**GOAL OF THE EXERCISE:** Copy, word for word, the stretch of the abstract on AI-enabled blood count analysis from "-Author name in" through "a ticketed session.".

**SELECTED EXTRACT:**
%%
-Author name in bold denotes the presenting author
-Asterisk * with author name denotes a Non-ASH member
Clinically Relevant Abstract denotes an abstract that is clinically relevant.

PhD Trainee denotes that this is a recommended PHD Trainee Session.

Ticketed Session denotes that this is a ticketed session.

2285 Advancing Hematological Point-of-Care Diagnostics: Development and Multi-Site Evaluation of a Novel AI-Enabled Diagnostic Device for CBC Analysis with Differential

Program: Oral and Poster Abstracts
Session: 803. Emerging Tools, Techniques and Artificial Intelligence in Hematology: Poster I
Hematology Disease Topics & Pathways:
artificial intelligence (AI), assays, emerging technologies, Technology and Procedures, imaging, machine learning, Pathology
Saturday, December 9, 2023, 5:30 PM-7:30 PM

Renee Higgins, PhD, Michael Adams, MS*, Nick Haase, PhD*, Jessica Igoe, MS*, Rachel Krupa*, Ali Lashgari, PhD*, Ian Levine, MS*, Aaron Palumbo, MS*, Robin Richardson*, Astrid Schroeder, PhD*, Florence Lee, PhD* and Dena Marrinucci, PhD*

Truvian, San Diego, CA

Introduction: A complete blood count (CBC) with differential is a routine blood test that provides essential health information that is fundamental for maintaining wellness. While many other routine tests can be run in Point of Care (POC) settings, a CBC with differential is largely confined to central laboratory testing environments. Truvian is in late-stage development of a fully automated device that runs a TruWellness Panel(TM) incorporating all routine tests – a CBC with 3-part differential, comprehensive metabolic panel (CMP), lipid panel, HbA1c and TSH in a single run with 300uL of whole blood. This device incorporates high-throughput cell imaging, Computer Vision (CV) and Artificial Intelligence (AI), including machine learning and deep learning, for on board CBC analysis with 3-part and 5-part differentials. Here, we summarize our development and evaluation of the AI-enabled CBC sub-panel through method comparison studies.
%%
**RECORDED DATA:**
%%
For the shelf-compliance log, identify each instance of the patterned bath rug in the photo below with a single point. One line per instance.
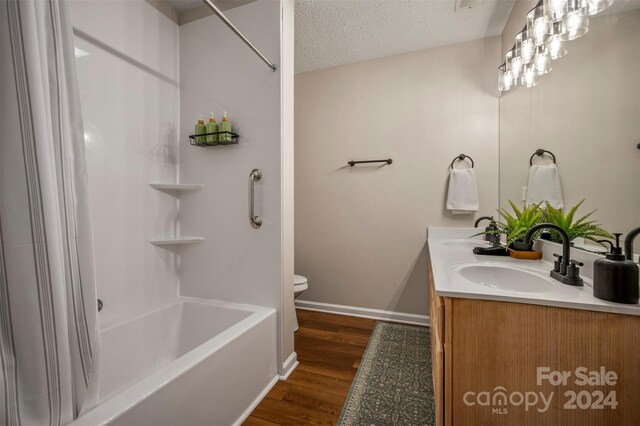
(393, 385)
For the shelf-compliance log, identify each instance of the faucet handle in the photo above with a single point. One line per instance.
(556, 264)
(573, 270)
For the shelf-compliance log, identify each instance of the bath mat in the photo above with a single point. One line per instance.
(393, 385)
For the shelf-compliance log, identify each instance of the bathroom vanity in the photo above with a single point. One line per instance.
(511, 346)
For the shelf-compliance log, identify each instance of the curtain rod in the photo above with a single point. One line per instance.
(233, 28)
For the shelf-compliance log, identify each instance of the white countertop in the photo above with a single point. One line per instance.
(450, 246)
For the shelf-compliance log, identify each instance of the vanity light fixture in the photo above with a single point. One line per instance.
(513, 63)
(529, 76)
(543, 39)
(538, 25)
(555, 45)
(542, 60)
(505, 78)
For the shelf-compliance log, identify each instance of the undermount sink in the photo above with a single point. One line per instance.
(467, 243)
(504, 277)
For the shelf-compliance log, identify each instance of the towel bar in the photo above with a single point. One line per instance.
(540, 152)
(462, 157)
(353, 163)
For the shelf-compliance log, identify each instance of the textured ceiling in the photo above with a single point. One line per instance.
(183, 5)
(336, 32)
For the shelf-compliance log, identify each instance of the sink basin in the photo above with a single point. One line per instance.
(504, 277)
(467, 243)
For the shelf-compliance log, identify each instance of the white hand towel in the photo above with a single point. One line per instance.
(463, 191)
(544, 185)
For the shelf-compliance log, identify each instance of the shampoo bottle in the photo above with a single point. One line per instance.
(200, 129)
(616, 279)
(212, 127)
(225, 126)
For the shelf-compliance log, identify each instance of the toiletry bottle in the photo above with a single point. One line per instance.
(225, 126)
(212, 127)
(200, 129)
(616, 279)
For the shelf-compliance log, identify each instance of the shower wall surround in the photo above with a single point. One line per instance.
(143, 81)
(129, 88)
(235, 262)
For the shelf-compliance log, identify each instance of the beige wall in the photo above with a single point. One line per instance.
(360, 232)
(587, 112)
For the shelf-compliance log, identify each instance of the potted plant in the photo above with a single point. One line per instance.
(516, 225)
(580, 228)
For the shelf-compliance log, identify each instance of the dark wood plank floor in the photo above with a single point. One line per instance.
(329, 349)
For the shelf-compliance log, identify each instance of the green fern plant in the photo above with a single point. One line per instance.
(516, 225)
(580, 228)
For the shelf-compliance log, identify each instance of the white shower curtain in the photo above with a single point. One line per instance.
(48, 314)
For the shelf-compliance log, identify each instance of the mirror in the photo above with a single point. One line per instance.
(586, 112)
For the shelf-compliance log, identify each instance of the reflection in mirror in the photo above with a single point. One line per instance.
(586, 114)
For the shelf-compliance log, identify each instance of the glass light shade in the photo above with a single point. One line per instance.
(538, 25)
(514, 64)
(505, 79)
(526, 46)
(575, 22)
(555, 45)
(542, 61)
(529, 77)
(555, 9)
(597, 6)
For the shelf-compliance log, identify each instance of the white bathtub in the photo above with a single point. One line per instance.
(197, 362)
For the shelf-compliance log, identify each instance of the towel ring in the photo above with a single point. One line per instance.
(540, 152)
(462, 157)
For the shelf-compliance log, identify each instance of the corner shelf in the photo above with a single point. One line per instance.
(199, 140)
(176, 240)
(177, 186)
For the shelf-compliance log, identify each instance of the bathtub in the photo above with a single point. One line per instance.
(196, 362)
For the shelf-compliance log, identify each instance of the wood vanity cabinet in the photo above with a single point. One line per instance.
(482, 350)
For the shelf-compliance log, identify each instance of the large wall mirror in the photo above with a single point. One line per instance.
(586, 112)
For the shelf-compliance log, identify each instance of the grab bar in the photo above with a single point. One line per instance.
(353, 163)
(254, 176)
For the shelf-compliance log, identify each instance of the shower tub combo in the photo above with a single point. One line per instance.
(195, 362)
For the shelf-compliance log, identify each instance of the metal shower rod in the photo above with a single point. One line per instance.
(233, 28)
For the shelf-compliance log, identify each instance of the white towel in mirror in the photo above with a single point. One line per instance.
(544, 185)
(463, 192)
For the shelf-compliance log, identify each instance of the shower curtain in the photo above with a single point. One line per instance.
(48, 315)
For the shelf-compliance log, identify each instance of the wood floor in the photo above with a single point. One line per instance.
(329, 349)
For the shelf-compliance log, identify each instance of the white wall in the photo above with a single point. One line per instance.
(586, 111)
(219, 72)
(129, 88)
(360, 232)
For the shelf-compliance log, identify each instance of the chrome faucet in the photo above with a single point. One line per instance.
(565, 270)
(628, 243)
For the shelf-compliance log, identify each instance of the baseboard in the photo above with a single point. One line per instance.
(256, 401)
(355, 311)
(289, 365)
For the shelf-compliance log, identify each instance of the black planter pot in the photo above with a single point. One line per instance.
(521, 246)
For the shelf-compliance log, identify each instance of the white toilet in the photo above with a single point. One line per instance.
(300, 284)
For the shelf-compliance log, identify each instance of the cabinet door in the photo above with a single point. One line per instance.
(436, 316)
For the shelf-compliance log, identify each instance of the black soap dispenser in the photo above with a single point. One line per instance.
(616, 279)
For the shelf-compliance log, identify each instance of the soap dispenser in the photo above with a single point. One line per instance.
(225, 126)
(616, 279)
(212, 127)
(200, 130)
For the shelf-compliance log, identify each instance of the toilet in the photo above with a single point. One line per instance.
(300, 284)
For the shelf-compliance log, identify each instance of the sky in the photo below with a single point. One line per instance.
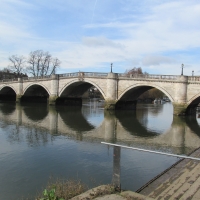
(88, 35)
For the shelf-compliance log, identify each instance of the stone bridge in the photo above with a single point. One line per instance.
(120, 91)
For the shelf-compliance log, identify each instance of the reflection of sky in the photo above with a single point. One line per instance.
(95, 114)
(159, 117)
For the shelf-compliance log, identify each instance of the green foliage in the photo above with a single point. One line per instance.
(50, 195)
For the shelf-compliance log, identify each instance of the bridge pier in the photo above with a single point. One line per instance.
(180, 96)
(180, 109)
(52, 100)
(111, 91)
(126, 105)
(18, 98)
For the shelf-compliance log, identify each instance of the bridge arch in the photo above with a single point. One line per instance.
(8, 86)
(132, 87)
(8, 93)
(38, 84)
(192, 104)
(83, 82)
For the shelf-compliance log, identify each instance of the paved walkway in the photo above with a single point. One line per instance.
(182, 181)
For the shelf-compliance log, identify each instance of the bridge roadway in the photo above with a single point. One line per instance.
(112, 128)
(120, 91)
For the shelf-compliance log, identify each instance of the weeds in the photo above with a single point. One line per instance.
(62, 190)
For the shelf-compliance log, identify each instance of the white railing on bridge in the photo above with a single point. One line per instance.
(148, 76)
(100, 74)
(194, 78)
(36, 78)
(85, 74)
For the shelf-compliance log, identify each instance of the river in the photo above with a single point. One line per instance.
(38, 141)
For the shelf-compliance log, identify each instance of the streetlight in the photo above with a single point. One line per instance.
(182, 69)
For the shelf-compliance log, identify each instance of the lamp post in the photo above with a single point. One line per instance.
(182, 69)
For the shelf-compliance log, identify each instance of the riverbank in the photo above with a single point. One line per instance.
(181, 181)
(108, 192)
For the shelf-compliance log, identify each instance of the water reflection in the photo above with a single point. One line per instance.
(38, 141)
(179, 135)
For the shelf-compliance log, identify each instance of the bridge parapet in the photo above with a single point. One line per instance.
(148, 76)
(36, 78)
(194, 78)
(85, 74)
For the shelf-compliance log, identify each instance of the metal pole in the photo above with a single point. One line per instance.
(182, 69)
(150, 151)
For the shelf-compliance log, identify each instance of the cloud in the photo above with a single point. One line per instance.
(100, 41)
(156, 60)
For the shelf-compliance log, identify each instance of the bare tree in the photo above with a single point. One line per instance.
(17, 64)
(42, 63)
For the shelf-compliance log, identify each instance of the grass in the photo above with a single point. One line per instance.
(63, 189)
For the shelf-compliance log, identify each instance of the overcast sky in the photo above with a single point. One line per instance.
(88, 35)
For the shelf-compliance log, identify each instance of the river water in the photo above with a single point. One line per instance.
(38, 141)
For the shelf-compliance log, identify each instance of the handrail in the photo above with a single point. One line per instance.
(85, 74)
(149, 76)
(194, 78)
(9, 80)
(102, 74)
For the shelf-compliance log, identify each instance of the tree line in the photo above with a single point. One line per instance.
(38, 63)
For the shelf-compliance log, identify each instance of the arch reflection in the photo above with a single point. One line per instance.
(74, 119)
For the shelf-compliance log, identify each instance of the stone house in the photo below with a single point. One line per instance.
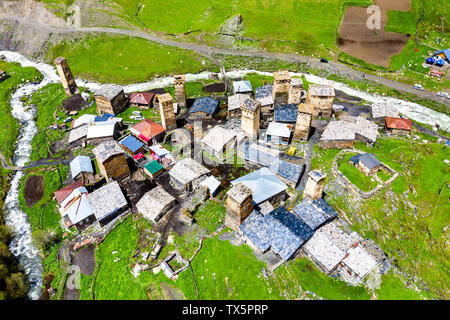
(111, 160)
(110, 99)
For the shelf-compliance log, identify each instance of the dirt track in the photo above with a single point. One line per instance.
(373, 46)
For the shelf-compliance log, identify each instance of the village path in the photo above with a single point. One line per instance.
(207, 51)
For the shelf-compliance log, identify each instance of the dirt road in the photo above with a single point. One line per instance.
(331, 67)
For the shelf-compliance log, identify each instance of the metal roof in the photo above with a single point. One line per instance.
(131, 143)
(242, 86)
(263, 183)
(286, 113)
(205, 104)
(80, 164)
(278, 230)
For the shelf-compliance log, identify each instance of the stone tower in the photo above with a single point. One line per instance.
(281, 87)
(168, 120)
(239, 205)
(251, 118)
(303, 124)
(314, 185)
(67, 79)
(180, 92)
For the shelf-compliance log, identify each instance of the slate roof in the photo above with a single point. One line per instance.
(368, 159)
(314, 215)
(398, 123)
(263, 183)
(278, 230)
(286, 113)
(287, 170)
(217, 138)
(147, 128)
(80, 164)
(278, 129)
(106, 150)
(153, 202)
(187, 170)
(242, 86)
(107, 200)
(109, 91)
(211, 183)
(321, 90)
(131, 143)
(250, 104)
(235, 101)
(264, 95)
(207, 105)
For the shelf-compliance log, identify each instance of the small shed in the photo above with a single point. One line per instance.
(212, 184)
(141, 99)
(111, 160)
(108, 202)
(148, 131)
(243, 87)
(81, 169)
(398, 126)
(153, 169)
(110, 99)
(278, 133)
(132, 145)
(155, 203)
(204, 107)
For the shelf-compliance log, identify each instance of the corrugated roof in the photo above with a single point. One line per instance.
(263, 183)
(398, 123)
(80, 164)
(286, 113)
(242, 86)
(207, 105)
(148, 128)
(131, 143)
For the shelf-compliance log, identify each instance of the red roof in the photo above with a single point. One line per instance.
(63, 193)
(148, 129)
(398, 123)
(141, 97)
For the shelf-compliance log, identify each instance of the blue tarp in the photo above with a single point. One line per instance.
(131, 143)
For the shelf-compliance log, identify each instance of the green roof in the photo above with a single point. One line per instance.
(153, 167)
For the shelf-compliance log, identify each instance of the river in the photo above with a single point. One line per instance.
(22, 246)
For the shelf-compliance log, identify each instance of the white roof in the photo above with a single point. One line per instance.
(76, 205)
(360, 261)
(187, 170)
(78, 133)
(211, 183)
(83, 119)
(234, 101)
(106, 130)
(153, 203)
(217, 138)
(278, 129)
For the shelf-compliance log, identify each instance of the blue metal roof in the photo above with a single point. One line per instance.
(279, 230)
(131, 143)
(263, 91)
(80, 164)
(242, 86)
(286, 113)
(205, 104)
(263, 183)
(287, 170)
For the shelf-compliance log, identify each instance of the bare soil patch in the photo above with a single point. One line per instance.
(373, 46)
(34, 189)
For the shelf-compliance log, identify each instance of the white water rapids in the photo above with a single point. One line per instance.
(22, 246)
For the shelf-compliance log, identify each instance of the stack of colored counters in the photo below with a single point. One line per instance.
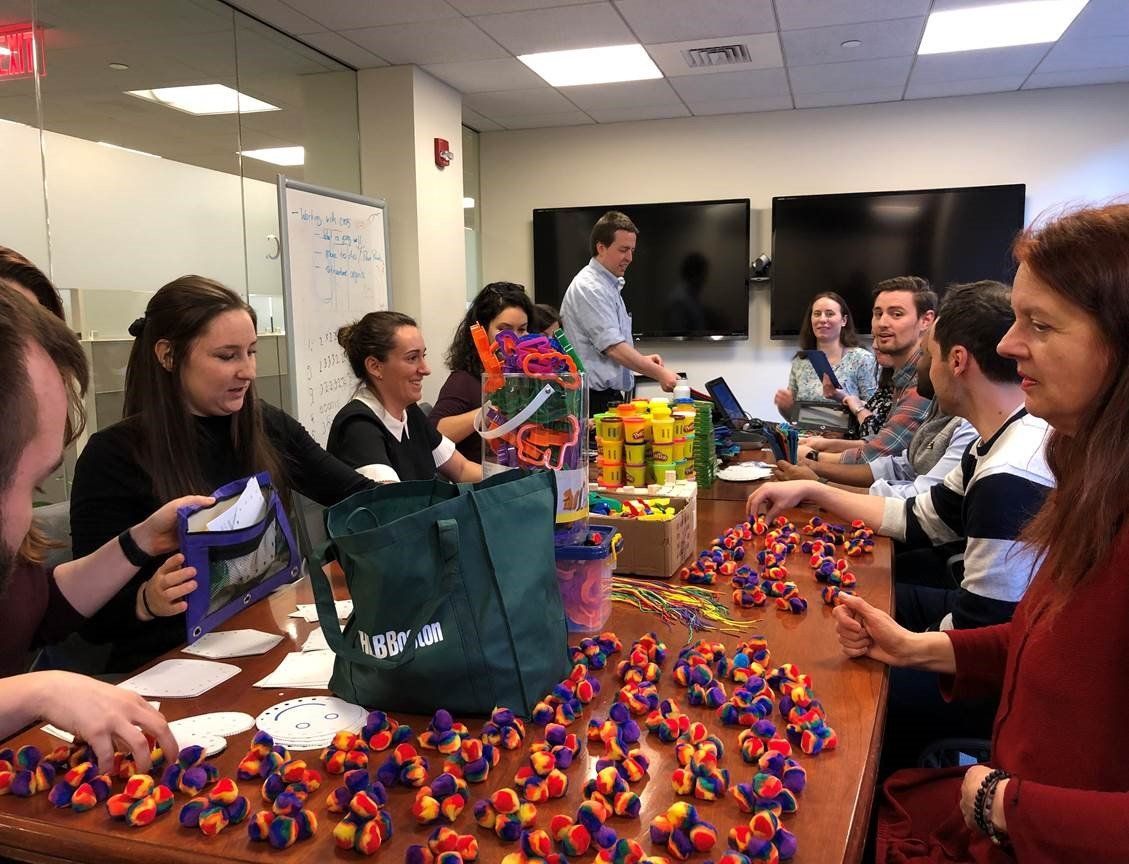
(443, 733)
(444, 846)
(759, 738)
(540, 779)
(705, 446)
(25, 773)
(472, 761)
(536, 847)
(505, 814)
(221, 806)
(610, 786)
(262, 758)
(403, 767)
(667, 722)
(346, 752)
(682, 831)
(291, 776)
(443, 799)
(366, 825)
(619, 732)
(80, 788)
(506, 730)
(190, 773)
(382, 732)
(594, 651)
(763, 839)
(142, 801)
(576, 837)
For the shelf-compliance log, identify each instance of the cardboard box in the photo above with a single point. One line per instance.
(655, 549)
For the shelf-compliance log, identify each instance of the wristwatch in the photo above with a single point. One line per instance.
(133, 553)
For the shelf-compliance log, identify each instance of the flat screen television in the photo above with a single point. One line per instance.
(848, 243)
(689, 278)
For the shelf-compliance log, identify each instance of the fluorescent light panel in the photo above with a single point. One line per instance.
(278, 155)
(1001, 25)
(593, 66)
(204, 98)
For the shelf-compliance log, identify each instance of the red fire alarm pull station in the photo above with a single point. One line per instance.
(443, 154)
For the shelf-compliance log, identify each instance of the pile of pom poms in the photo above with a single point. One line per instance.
(190, 773)
(80, 788)
(682, 831)
(505, 814)
(142, 801)
(25, 773)
(444, 846)
(221, 806)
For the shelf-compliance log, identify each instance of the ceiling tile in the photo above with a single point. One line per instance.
(796, 15)
(482, 76)
(763, 52)
(927, 89)
(540, 121)
(741, 106)
(489, 7)
(638, 112)
(1073, 77)
(478, 122)
(591, 25)
(533, 101)
(449, 41)
(349, 15)
(864, 75)
(749, 85)
(848, 97)
(615, 96)
(1099, 52)
(971, 64)
(896, 37)
(338, 46)
(279, 15)
(673, 20)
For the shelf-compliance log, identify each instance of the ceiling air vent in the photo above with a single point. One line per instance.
(716, 55)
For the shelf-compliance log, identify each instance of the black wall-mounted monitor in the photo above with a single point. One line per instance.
(848, 243)
(689, 278)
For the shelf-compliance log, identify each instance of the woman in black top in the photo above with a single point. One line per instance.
(192, 424)
(382, 432)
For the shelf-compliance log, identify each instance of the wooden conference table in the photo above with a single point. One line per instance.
(830, 825)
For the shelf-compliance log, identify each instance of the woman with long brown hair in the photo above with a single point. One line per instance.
(1056, 787)
(192, 422)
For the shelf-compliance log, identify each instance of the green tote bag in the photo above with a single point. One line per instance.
(455, 598)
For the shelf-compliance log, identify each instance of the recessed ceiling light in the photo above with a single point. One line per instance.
(278, 155)
(204, 98)
(128, 149)
(593, 66)
(1001, 25)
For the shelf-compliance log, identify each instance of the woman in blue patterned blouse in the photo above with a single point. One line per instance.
(829, 328)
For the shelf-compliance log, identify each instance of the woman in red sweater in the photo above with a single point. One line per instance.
(1057, 788)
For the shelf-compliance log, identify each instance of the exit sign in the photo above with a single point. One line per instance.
(18, 52)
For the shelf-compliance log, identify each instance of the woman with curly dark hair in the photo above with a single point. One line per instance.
(498, 306)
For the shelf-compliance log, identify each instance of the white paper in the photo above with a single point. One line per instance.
(315, 640)
(248, 509)
(52, 730)
(174, 679)
(308, 611)
(233, 644)
(305, 670)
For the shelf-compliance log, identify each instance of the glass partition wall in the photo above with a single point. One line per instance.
(141, 141)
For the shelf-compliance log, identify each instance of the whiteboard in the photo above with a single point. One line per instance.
(334, 270)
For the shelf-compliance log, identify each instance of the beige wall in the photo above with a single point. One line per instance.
(1068, 145)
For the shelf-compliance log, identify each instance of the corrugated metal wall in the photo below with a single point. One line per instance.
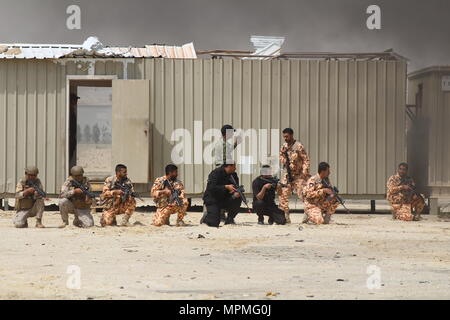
(349, 113)
(435, 108)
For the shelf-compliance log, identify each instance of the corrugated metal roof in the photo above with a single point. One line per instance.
(55, 51)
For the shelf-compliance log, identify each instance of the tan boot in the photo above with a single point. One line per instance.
(288, 218)
(305, 218)
(181, 223)
(125, 220)
(63, 225)
(39, 223)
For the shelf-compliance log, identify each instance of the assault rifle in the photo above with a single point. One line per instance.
(413, 189)
(335, 190)
(83, 188)
(127, 191)
(240, 190)
(175, 196)
(287, 166)
(36, 188)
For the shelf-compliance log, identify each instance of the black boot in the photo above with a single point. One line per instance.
(223, 217)
(261, 219)
(229, 221)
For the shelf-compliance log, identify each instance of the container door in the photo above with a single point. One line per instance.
(131, 127)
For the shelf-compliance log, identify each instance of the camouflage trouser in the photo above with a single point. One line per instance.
(20, 219)
(162, 215)
(83, 217)
(403, 211)
(320, 214)
(109, 215)
(284, 194)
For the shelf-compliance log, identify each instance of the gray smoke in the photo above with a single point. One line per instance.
(416, 29)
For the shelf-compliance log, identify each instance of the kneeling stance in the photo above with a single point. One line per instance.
(28, 201)
(264, 198)
(320, 202)
(168, 195)
(407, 204)
(75, 200)
(117, 198)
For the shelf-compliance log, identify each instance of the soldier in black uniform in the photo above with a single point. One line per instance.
(264, 198)
(221, 194)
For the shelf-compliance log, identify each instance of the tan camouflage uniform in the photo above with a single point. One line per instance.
(78, 205)
(317, 207)
(112, 205)
(165, 209)
(403, 202)
(27, 207)
(299, 164)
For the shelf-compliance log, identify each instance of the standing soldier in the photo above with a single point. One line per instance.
(223, 149)
(76, 198)
(168, 194)
(29, 199)
(117, 198)
(295, 160)
(402, 194)
(320, 202)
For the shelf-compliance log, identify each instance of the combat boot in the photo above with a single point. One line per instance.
(305, 218)
(261, 219)
(181, 223)
(63, 225)
(39, 223)
(229, 221)
(125, 220)
(288, 218)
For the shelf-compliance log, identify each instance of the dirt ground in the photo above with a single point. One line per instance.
(245, 261)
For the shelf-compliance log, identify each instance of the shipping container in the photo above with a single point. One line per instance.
(429, 130)
(348, 112)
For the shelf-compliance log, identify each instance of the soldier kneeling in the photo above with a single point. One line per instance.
(75, 201)
(320, 202)
(264, 198)
(167, 202)
(407, 203)
(28, 201)
(117, 198)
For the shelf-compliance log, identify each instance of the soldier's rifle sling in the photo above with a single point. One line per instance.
(41, 192)
(240, 190)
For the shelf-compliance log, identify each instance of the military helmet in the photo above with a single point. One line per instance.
(31, 170)
(77, 171)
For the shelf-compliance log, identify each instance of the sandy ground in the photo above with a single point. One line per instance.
(245, 261)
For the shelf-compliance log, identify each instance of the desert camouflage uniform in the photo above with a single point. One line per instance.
(27, 207)
(299, 164)
(112, 205)
(165, 209)
(318, 207)
(403, 201)
(79, 205)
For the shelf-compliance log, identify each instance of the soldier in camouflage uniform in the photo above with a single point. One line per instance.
(402, 196)
(299, 168)
(112, 200)
(161, 193)
(75, 201)
(28, 202)
(320, 202)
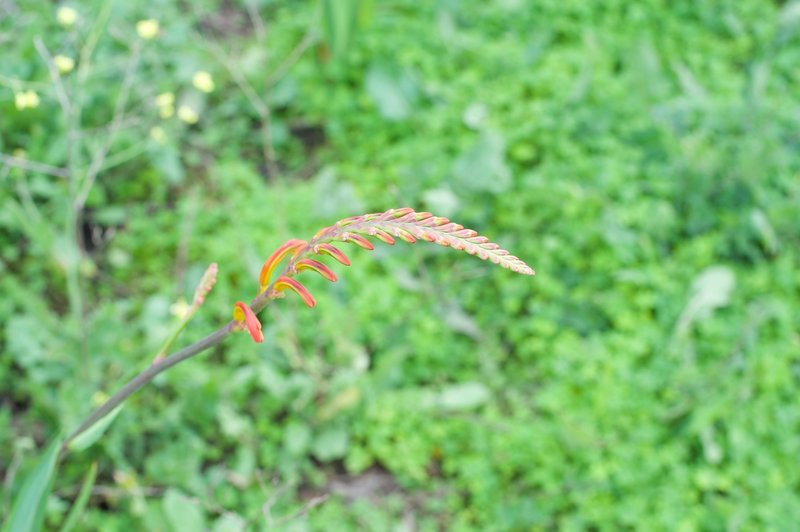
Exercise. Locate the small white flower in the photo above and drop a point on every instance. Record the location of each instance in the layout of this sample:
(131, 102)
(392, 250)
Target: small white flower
(64, 64)
(187, 114)
(66, 16)
(26, 99)
(147, 29)
(203, 81)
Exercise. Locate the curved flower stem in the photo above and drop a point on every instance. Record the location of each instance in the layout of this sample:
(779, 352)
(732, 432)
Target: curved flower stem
(146, 376)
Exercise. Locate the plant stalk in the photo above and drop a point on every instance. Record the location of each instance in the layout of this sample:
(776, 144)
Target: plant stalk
(146, 376)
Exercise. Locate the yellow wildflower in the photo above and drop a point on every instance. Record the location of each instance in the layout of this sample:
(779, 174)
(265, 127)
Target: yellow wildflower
(66, 16)
(165, 99)
(187, 114)
(26, 99)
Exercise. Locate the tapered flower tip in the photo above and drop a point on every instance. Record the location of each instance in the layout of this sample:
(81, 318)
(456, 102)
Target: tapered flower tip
(289, 248)
(206, 284)
(287, 282)
(245, 315)
(336, 253)
(311, 264)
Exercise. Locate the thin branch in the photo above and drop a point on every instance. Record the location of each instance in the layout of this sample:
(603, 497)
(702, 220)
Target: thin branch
(116, 123)
(33, 166)
(294, 56)
(259, 105)
(55, 77)
(255, 18)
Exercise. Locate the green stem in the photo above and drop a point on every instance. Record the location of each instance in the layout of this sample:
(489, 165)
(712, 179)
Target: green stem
(162, 353)
(146, 376)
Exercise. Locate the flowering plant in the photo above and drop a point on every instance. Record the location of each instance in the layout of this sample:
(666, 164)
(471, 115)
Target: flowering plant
(404, 224)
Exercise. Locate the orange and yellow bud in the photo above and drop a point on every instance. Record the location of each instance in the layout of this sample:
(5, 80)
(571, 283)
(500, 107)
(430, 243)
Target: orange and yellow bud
(358, 240)
(287, 282)
(311, 264)
(245, 315)
(292, 246)
(383, 236)
(328, 249)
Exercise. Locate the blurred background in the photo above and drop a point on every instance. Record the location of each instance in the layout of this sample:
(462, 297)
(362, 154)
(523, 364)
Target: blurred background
(641, 156)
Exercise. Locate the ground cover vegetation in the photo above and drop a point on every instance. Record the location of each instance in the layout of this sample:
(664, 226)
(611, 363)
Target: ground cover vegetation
(641, 156)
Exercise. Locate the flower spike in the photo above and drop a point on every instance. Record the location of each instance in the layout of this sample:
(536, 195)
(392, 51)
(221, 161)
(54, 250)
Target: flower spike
(336, 253)
(311, 264)
(292, 246)
(287, 282)
(244, 315)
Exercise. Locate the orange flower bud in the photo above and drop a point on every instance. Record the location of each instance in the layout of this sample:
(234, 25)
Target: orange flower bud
(287, 282)
(328, 249)
(311, 264)
(358, 240)
(244, 314)
(292, 246)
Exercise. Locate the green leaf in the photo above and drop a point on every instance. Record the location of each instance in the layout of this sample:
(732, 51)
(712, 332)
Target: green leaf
(483, 167)
(338, 22)
(331, 443)
(92, 434)
(80, 503)
(392, 89)
(27, 514)
(463, 396)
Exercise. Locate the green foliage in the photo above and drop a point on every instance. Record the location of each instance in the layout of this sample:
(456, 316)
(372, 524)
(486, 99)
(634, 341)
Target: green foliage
(639, 155)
%%
**RESPONSE BOX:**
-Author name in bold denotes the presenting author
-Asterisk * with author name denotes a Non-ASH member
Clinically Relevant Abstract denotes an abstract that is clinically relevant.

PhD Trainee denotes that this is a recommended PHD Trainee Session.

Ticketed Session denotes that this is a ticketed session.